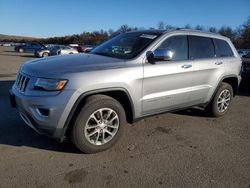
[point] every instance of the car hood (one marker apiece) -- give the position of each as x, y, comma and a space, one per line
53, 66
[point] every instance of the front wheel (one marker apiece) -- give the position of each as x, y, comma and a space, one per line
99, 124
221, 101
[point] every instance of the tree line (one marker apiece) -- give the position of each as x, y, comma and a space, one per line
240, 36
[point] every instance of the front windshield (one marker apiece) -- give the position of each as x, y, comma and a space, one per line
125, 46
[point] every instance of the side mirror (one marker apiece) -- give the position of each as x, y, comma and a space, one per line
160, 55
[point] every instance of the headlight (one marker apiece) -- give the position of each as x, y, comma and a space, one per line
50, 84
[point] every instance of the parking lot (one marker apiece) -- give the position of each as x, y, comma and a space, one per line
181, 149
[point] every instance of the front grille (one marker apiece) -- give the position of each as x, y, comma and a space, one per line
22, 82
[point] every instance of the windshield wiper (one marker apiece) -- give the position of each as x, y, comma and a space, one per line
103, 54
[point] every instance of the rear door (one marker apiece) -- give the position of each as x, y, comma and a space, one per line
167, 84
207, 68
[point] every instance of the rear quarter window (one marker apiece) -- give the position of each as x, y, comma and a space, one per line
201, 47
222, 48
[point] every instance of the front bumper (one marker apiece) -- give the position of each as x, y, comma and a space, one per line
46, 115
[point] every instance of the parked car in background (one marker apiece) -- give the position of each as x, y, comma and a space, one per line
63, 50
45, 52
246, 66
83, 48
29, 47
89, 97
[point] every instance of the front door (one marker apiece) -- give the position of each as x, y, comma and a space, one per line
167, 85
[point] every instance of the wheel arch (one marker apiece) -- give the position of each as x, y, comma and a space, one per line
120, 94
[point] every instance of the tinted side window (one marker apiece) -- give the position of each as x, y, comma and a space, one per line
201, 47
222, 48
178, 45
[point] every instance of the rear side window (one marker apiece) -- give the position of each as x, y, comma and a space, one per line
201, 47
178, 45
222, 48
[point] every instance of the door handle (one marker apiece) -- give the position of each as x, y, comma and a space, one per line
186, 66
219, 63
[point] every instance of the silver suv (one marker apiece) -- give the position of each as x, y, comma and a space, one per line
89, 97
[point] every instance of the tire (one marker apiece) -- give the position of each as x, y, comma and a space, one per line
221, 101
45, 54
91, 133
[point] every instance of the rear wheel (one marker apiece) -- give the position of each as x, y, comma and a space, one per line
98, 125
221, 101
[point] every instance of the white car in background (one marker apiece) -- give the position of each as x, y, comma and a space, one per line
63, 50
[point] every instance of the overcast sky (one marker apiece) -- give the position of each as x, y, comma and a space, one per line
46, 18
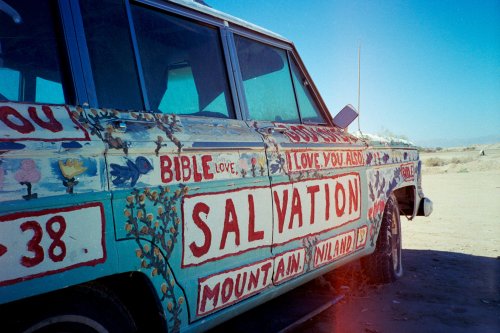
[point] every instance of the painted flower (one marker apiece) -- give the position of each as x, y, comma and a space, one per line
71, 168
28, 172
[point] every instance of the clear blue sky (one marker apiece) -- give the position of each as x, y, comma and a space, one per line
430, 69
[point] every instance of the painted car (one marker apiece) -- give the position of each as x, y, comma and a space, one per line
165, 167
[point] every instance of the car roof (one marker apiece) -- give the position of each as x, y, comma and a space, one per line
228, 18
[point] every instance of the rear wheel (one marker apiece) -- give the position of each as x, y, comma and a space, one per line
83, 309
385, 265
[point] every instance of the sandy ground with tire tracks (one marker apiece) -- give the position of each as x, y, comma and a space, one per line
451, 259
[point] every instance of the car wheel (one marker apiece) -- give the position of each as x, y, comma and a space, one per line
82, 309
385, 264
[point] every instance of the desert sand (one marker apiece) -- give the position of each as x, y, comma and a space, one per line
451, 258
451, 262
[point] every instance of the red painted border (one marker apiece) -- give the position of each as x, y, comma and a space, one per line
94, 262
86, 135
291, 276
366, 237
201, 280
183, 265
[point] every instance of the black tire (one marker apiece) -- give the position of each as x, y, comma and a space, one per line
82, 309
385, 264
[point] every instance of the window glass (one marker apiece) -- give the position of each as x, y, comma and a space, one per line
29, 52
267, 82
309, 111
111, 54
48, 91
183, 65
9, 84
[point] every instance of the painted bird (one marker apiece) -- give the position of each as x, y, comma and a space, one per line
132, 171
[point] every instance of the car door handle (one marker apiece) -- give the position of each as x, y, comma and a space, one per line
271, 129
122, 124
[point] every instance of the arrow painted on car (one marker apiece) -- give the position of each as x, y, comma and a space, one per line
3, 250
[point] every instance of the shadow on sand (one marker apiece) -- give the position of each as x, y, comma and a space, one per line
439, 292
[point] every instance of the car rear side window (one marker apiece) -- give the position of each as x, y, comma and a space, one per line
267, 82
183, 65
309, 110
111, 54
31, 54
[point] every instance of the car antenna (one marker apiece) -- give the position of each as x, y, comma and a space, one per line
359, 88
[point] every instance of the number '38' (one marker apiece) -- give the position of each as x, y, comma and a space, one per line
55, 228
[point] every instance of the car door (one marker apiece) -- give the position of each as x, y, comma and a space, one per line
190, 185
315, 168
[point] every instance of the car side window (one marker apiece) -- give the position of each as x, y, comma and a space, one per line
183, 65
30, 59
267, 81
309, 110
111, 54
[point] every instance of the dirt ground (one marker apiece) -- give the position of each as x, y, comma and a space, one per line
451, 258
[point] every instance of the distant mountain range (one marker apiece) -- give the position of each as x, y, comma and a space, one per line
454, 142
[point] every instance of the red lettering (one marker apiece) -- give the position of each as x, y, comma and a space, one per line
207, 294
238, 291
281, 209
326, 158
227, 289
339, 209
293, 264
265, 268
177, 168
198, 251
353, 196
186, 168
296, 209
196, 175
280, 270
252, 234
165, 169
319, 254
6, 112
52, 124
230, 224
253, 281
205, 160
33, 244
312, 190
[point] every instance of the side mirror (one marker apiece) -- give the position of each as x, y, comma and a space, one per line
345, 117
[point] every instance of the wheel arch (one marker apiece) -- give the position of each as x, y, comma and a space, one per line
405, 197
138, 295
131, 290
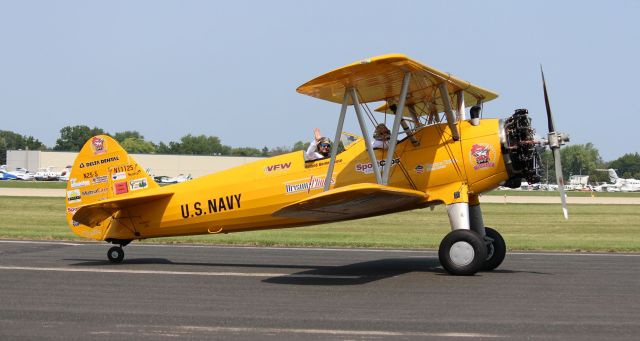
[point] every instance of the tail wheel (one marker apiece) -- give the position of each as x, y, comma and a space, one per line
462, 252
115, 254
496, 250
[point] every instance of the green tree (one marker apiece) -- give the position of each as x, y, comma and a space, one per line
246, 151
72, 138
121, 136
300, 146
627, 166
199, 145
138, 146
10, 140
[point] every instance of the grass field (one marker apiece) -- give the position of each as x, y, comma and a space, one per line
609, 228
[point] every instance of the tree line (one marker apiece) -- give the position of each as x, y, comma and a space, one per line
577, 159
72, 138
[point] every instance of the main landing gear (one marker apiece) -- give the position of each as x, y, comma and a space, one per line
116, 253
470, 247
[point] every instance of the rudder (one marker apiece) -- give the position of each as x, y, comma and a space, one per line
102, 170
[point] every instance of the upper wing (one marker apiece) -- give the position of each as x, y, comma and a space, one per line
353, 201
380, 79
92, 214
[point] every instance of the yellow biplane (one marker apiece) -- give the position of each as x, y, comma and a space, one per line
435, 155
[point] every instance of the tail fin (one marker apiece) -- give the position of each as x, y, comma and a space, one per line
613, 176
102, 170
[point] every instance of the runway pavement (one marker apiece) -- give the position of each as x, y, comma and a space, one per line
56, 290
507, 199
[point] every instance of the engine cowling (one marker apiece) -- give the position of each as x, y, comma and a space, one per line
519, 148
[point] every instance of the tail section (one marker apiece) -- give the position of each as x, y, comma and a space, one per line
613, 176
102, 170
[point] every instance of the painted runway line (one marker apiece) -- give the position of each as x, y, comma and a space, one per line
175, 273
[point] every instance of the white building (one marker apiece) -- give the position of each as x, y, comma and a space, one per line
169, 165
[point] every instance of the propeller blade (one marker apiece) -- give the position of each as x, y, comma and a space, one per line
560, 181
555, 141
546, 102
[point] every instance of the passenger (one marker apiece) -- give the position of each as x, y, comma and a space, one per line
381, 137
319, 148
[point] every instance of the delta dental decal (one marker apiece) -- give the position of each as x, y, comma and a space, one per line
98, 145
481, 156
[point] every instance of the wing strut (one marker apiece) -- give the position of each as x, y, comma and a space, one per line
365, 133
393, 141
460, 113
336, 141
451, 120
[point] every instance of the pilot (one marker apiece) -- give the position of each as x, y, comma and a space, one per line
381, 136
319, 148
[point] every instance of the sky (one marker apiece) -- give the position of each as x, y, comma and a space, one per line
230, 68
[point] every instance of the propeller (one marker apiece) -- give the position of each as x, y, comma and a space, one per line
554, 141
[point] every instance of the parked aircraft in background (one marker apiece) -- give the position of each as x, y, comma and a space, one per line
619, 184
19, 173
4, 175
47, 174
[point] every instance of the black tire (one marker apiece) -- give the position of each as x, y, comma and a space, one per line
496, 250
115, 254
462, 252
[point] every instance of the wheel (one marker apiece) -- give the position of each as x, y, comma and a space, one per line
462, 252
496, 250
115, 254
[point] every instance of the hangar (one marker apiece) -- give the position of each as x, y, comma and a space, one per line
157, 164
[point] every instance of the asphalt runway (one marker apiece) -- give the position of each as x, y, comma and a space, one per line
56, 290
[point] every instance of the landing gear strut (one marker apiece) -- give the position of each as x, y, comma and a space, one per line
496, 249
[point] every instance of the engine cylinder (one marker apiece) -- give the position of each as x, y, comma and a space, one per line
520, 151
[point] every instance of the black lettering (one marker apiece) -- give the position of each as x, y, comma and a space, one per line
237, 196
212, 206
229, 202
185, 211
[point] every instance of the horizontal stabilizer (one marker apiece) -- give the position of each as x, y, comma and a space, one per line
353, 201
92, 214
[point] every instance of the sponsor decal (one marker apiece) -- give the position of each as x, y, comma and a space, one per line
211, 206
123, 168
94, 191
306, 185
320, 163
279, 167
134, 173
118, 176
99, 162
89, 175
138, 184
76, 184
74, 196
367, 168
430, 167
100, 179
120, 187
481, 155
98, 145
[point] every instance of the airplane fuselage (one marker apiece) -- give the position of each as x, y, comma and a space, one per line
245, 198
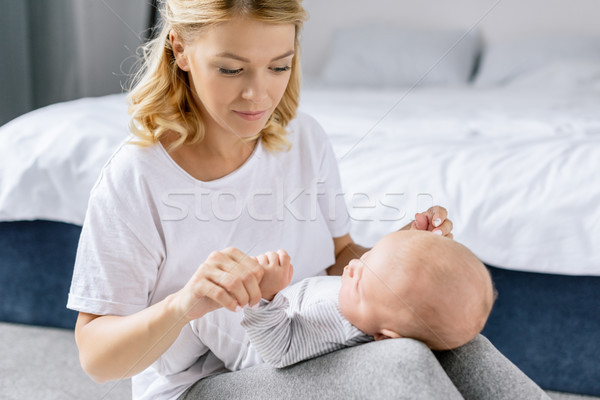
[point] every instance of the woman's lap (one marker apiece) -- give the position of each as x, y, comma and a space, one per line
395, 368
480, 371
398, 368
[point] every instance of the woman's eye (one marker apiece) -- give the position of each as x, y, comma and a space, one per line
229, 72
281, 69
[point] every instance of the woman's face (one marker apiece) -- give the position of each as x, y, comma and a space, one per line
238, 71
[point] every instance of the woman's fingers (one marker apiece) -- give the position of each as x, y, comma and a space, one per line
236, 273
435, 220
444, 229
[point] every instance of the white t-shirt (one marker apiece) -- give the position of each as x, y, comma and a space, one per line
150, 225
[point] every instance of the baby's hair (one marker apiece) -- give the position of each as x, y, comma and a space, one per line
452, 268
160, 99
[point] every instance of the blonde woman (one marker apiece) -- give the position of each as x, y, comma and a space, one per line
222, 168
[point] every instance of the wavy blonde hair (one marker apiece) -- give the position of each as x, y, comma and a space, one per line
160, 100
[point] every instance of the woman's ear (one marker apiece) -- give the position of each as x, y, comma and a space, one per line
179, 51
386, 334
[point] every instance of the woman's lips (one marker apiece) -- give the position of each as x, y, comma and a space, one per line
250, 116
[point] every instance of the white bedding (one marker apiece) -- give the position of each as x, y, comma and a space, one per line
====================
PROBLEM STATEMENT - Your task is to copy word for word the lines from the line containing "[point] every instance of the horizontal" to the end of the listing, both included, and to drop any pictures.

WRITTEN ANSWER -
[point] every instance of the horizontal stabilizer (one marker apiece) -- give the position of each as x, y, comma and a space, one per line
353, 201
92, 214
[point] every instance of the sponsor decal (one marker apiece) -- give the position of each as x, y, comma and a space, one per line
211, 206
123, 168
94, 191
306, 185
320, 163
279, 167
134, 173
118, 176
99, 162
89, 175
138, 184
76, 184
74, 196
367, 168
430, 167
100, 179
120, 187
481, 155
98, 145
[point] every instance of the airplane fuselage (one marker apiece) -- give the position of each as x, y, comma and a space, one per line
245, 198
[point] every instance of the woman's lap (one marker apiece) -- give the position of each as x, y, comma and a space, one per line
395, 368
480, 371
398, 368
[point] every instance of the woman's eye (one marker apiece) -- give the position of each as x, y, comma and a space, one per line
229, 72
281, 69
[point] every instance of the woman's face (one marker apiece) -- give the position of each as x, y, comma and a space, one per line
238, 71
[point] every instance of the woman's fingers (one marker apiece) -- give the position of each as x, y, comma and a space, one per line
236, 273
435, 220
444, 229
[point] every instance of the white t-shirt (one marker apiece) -- give the position of each as x, y, comma and a space, one per line
150, 225
[point] every instance of the baby's hair (one marker apiece) -- give the position of each as x, y, comma and a space, one per line
452, 268
160, 99
[point] every instance of the blonde woman (one marker apiece) -- give the position of each as x, y, comma and a space, one per line
222, 168
[point] every instance of the wavy blonde hair (one marker apiece) -- give the position of each as x, y, comma and a space, one per line
160, 100
[point] every instance of the woman's ear (one marker apiece) -- give the position of each as x, y, comma and a space, one per line
179, 51
386, 334
[point] every instance of the woman's lips (one marker apiece) -- give the position of each as x, y, comma and a space, one per line
250, 116
[point] every instance of the white bedding (one marker apiece) -- give the position of each as x, y, comma and a space, one per line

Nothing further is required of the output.